---- Texto proporcionado

Sí, creo que es una motivación. Pero creo que más que nada vengo por una satisfacción propia; es algo que anhelaba y también algo que puedo dar, y está lo que recibo de esos niños. Este año estuve 20 días sin ir porque me enfermé; estuve con una neumonía. Pero lo que me tuvo más nerviosa es que nunca hubo un suplente para mi clase, porque a la escuela no quiere ir nadie. Los niños estuvieron 20 días en otras clases.
Para algunos, incluso, la escuela puede ser hasta un lugar de paz.
Un alumno me preguntó la otra vez por qué no tenían que venir sábados y domingos. Dijo que me extrañaba.
Hay almuerzo, con menú detallado en un pizarrón que envidiarían no pocos restaurantes, y con cocineros empilchados como chefs, con gorro y todo. Hay solomillo de cerdo con puré mixto; los niños aprueban, los mayores también. Pasado el mediodía, cuando a la escuela de tiempo completo le queda todavía toda la tarde, hay un espacio que raya la recreación. En el salón juegan a ser comerciantes y clientes. Hay una moneda interna, diminuta, con la que compran en una farmacia. La cajera les dice el precio y los clientes van al pizarrón a sacar la cuenta de cuánto será el vuelto.
Tecnología aplicada
María del Carmen devuelve una llamada. “Perdoná que no pude atenderte. Es que estaba imprimiendo desde el teléfono”. Cuando comenzó a estudiar en el Instituto de Formación Docente “hacía todo a mano”. Haber escrito siempre para ella y no más que lo necesario la paró frente a otra valla: la caligrafía. Tuvo que hacer un curso durante el primer año de magisterio. Al siguiente, llegó la entrega de la portátil Magallanes del Plan Ceibal: “Me tiré de lleno a trabajar en la computadora”.
Con su teléfono, aprendió a imprimir, a compartir trabajos con los compañeros y a bajar libros. Antes “no estaba familiarizada para nada” con la tecnología, dice. “Pero soy curiosa, así que indago, busco, y por la vía práctica, si me muestran cómo hay que hacer, capto todo sin perderme. No podía estar dependiendo siempre de que los compañeros me ayuden”.
“Lo de ella es heroico”, dice el director de la escuela, Sebastián Camacho. “María del Carmen viene con una alegría desbordante todos los días. Ella llega con su capelina, sus sandalias sin media tanto en invierno como en verano. Recibirla cada día para nosotros es una señal de todo lo que se puede, de que se pueden vencer las barreras, y ese es un tema en sí para la escuela, que durante años ha sido muy mal vista por problemas ocurridos en el pasado. Estamos en el tiempo de vencer esas barreras, y María del Carmen es una de las hacedoras de todo eso. Ante los niños tiene una postura muy amorosa. Enseña desde la amorosidad educativa. Es una persona muy contenedora, tiene eso de madre y de abuela, y una experiencia de vida que enriquece su opción docente”.

--------
---- Datos de origen

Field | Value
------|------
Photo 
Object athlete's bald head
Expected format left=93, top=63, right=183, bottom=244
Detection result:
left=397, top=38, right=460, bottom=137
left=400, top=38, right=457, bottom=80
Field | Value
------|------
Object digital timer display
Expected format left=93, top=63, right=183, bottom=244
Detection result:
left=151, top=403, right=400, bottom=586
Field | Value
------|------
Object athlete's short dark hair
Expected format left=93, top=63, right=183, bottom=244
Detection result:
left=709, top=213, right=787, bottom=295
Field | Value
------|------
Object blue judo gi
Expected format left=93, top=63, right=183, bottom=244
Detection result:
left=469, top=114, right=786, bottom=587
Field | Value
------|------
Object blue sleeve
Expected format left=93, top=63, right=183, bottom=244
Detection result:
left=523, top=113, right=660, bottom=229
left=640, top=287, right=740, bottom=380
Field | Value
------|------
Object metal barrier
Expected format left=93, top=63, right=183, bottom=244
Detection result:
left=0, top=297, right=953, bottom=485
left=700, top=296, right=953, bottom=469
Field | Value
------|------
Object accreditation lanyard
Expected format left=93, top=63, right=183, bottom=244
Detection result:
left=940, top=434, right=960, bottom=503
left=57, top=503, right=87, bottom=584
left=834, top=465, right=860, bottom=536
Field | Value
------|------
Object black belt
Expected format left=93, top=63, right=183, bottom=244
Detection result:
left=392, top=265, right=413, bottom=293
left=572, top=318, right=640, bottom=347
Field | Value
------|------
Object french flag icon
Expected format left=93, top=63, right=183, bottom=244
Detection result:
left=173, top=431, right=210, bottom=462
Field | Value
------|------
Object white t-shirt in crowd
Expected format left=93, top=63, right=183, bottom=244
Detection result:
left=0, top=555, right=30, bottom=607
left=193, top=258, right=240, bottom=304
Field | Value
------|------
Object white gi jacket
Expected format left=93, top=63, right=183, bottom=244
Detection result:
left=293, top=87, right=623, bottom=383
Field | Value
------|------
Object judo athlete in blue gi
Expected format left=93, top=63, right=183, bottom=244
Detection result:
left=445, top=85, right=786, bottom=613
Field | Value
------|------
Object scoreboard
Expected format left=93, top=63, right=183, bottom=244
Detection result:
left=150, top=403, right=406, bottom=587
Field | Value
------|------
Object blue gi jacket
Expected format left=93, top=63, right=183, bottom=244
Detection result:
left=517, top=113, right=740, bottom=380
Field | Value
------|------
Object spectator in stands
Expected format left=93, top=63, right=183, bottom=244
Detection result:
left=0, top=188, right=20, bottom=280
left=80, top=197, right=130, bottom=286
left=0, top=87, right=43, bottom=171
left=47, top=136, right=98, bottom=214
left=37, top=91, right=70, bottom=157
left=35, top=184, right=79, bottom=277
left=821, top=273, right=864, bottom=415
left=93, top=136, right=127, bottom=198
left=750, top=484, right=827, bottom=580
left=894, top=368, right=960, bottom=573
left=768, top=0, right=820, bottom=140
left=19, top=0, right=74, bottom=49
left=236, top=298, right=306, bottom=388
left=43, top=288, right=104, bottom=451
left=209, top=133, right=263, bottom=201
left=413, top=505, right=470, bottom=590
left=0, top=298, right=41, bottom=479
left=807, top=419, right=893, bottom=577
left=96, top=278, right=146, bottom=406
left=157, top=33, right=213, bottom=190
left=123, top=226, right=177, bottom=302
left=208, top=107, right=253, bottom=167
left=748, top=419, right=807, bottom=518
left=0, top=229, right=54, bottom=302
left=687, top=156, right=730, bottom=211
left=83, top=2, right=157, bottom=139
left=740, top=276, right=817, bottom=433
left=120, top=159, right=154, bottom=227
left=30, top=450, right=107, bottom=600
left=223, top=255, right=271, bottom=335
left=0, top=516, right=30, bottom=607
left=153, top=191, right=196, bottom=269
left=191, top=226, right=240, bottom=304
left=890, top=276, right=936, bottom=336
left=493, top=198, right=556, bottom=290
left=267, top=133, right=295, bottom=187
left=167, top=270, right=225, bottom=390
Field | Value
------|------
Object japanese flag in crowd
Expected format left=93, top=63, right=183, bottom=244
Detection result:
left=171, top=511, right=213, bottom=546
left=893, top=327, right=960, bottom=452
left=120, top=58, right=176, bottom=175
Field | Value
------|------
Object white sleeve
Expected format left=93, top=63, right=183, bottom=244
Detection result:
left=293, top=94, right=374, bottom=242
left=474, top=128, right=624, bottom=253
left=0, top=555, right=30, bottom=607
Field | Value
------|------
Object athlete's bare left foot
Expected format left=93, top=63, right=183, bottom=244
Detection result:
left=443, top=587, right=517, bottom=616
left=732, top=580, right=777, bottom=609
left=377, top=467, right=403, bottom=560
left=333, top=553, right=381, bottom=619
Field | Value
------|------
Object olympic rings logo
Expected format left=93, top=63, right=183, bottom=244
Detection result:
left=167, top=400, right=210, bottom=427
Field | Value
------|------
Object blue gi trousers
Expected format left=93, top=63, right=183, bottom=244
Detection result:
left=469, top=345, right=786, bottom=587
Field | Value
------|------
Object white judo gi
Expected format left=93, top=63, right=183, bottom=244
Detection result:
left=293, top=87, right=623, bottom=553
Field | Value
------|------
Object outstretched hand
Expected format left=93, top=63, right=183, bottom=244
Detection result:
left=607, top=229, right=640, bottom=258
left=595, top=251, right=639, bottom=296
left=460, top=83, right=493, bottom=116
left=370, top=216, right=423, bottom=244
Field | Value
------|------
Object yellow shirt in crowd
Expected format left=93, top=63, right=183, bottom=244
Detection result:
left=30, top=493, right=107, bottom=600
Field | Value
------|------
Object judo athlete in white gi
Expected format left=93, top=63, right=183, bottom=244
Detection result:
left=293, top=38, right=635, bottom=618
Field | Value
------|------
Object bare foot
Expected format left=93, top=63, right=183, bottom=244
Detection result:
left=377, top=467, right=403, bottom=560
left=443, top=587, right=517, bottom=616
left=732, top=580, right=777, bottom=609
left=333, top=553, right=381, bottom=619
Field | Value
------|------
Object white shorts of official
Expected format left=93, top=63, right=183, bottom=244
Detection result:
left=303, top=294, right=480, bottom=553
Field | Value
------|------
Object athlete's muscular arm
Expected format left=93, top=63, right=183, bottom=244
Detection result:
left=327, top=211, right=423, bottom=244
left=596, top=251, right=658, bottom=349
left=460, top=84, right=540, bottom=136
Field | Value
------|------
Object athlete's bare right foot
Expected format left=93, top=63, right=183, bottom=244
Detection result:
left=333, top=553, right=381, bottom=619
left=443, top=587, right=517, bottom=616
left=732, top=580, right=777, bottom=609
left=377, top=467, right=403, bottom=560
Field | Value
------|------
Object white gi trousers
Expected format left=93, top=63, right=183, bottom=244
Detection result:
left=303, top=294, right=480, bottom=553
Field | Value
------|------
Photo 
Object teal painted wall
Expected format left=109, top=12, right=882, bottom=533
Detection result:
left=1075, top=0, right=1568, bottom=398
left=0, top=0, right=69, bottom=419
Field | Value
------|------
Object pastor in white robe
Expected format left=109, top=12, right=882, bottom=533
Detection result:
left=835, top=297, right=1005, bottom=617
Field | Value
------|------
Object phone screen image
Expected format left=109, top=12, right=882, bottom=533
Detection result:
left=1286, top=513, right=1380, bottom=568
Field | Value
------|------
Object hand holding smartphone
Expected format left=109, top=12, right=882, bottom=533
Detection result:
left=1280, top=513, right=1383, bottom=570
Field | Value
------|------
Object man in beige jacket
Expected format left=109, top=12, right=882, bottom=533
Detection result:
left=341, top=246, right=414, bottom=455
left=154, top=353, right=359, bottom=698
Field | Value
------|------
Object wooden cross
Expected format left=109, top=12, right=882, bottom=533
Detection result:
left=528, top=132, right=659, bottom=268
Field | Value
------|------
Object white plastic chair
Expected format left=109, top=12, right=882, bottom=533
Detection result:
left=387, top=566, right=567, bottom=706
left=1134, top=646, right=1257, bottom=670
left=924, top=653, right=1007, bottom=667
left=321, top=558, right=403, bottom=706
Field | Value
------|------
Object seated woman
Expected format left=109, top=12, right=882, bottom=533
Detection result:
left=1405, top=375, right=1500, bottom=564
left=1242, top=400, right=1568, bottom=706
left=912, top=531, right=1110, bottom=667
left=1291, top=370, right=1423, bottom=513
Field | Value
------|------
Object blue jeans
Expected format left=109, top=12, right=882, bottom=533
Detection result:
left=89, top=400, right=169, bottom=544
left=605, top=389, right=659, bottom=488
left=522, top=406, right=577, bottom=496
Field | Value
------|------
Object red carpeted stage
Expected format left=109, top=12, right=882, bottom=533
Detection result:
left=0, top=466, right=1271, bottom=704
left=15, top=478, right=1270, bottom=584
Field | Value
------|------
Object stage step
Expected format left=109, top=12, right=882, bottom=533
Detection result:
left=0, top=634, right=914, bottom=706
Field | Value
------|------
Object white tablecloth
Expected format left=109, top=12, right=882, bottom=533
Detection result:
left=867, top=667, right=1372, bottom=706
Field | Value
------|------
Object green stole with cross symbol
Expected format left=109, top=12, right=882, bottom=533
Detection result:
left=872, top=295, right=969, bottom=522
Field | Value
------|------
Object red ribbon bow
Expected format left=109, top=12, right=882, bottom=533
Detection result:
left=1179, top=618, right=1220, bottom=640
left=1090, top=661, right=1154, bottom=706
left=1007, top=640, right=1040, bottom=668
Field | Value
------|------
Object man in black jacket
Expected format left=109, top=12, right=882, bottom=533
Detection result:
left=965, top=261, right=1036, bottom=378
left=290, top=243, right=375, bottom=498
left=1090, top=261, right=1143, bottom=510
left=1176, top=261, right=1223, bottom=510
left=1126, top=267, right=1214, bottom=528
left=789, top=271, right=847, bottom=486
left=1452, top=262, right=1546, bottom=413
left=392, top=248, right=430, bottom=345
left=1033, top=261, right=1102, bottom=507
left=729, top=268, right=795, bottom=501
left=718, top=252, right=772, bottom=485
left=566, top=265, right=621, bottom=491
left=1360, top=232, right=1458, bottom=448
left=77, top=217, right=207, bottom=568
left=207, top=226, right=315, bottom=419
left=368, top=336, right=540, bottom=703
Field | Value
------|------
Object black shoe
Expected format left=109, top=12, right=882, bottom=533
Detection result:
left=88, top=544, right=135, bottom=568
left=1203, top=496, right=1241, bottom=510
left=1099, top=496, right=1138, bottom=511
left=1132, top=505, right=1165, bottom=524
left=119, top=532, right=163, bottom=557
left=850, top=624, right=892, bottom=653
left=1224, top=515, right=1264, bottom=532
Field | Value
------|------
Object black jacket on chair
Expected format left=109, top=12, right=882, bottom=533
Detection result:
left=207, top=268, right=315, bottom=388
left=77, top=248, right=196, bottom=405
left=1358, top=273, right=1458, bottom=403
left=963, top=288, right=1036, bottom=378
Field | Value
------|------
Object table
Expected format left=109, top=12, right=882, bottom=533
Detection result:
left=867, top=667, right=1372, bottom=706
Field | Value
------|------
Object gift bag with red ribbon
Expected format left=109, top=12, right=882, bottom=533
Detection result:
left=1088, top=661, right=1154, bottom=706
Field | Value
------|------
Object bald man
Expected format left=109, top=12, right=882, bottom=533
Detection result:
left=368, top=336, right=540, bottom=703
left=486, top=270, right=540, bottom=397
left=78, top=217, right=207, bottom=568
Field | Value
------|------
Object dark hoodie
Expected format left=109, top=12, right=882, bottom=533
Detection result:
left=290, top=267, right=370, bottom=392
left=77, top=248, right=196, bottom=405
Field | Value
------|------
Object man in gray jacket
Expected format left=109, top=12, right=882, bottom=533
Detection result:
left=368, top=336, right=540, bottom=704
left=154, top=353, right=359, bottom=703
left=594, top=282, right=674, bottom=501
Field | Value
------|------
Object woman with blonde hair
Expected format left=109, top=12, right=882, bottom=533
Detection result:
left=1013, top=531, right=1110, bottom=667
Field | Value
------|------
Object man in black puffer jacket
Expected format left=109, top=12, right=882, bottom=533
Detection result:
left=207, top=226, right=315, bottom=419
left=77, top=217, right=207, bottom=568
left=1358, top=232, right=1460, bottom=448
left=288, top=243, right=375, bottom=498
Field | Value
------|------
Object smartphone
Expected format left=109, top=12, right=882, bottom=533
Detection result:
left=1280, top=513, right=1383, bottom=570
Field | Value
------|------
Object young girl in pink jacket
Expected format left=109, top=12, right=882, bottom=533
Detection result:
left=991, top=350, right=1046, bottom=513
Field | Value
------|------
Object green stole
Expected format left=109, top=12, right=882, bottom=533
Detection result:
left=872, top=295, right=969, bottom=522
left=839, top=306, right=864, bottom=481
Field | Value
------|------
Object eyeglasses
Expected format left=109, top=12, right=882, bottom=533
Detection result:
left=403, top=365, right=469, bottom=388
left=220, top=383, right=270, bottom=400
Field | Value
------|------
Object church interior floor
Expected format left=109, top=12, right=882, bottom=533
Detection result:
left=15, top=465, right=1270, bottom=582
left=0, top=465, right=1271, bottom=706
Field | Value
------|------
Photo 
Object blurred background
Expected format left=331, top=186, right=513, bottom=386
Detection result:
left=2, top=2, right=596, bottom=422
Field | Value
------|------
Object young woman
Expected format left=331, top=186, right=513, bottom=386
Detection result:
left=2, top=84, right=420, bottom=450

--------

> _Lo que harás_:
[a] Según el texto sobre María del Carmen, ¿cómo se llama el director de la escuela?
[b] Copia del texto sobre María del Carmen todo lo que va desde "Sí, creo que" hasta "en otras clases.", cambiando "neumonía" por "gripe".
[c] Retoma el texto sobre María del Carmen y continúalo desde donde termina.

> _Respuestas_:
[a] Sebastián Camacho.

[b]
Sí, creo que es una motivación. Pero creo que más que nada vengo por una satisfacción propia; es algo que anhelaba y también algo que puedo dar, y está lo que recibo de esos niños. Este año estuve 20 días sin ir porque me enfermé; estuve con una gripe. Pero lo que me tuvo más nerviosa es que nunca hubo un suplente para mi clase, porque a la escuela no quiere ir nadie. Los niños estuvieron 20 días en otras clases.

[c]
María del Carmen también habla de políticas educativas, aunque con la otra política no quiere saber nada. Piensa críticamente desde José Pedro Varela a estos días, aunque no pueble de teoría sus argumentos. Se le escapa algo de Freire y dice que Marx le gusta. Cuestiona la repetición limitada, “la inclusión pensada desde escritorios” y desprovista de herramientas; le rechina que se hable de equidad donde no la hay. “Hay casos a los que me tendría que dedicar al menos una hora de modo personalizado para que se den progresos significativos, pero son 24 alumnos y tengo que atender y trabajar con el resto. Ahí no se está dando ni la inclusión ni la equidad”.
Inevitablemente, vuelve al carril de las virtudes, de los logros individuales y del trabajo con toda la clase, e incluso con otros maestros. “Estamos enfocados fundamentalmente en lengua y matemáticas. Intentamos que se interesen también en otras cosas. En mi caso, enfatizo mucho en la música. Hace unos meses les llevé unas canciones: Larbanois & Carrero con “Santa Marta”, una ronda de Susana Bosch, “Clara”, de No Te Va Gustar, que algunos conocían, y “A desalambrar”, de Daniel Viglietti. Yo quería probar a ver qué reacción tenían ellos. Con los que más se fascinaron fueron con Larbanois-Carrero y con Viglietti: pidieron que pusiera de nuevo ‘A desalambrar’”.